What to do: All of the data below needs to be set down once more, exactly as written.
*** Opening of Source data ***
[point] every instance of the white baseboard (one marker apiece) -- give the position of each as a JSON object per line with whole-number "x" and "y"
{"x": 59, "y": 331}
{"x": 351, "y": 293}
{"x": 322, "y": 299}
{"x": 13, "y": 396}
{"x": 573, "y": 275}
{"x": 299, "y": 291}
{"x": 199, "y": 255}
*** Close of Source data ***
Exercise result:
[point] every instance of the white baseboard (one marker apiece) -- give the position of each as a JSON object per line with whole-number "x" and "y"
{"x": 59, "y": 331}
{"x": 351, "y": 293}
{"x": 322, "y": 299}
{"x": 13, "y": 396}
{"x": 573, "y": 275}
{"x": 299, "y": 291}
{"x": 199, "y": 255}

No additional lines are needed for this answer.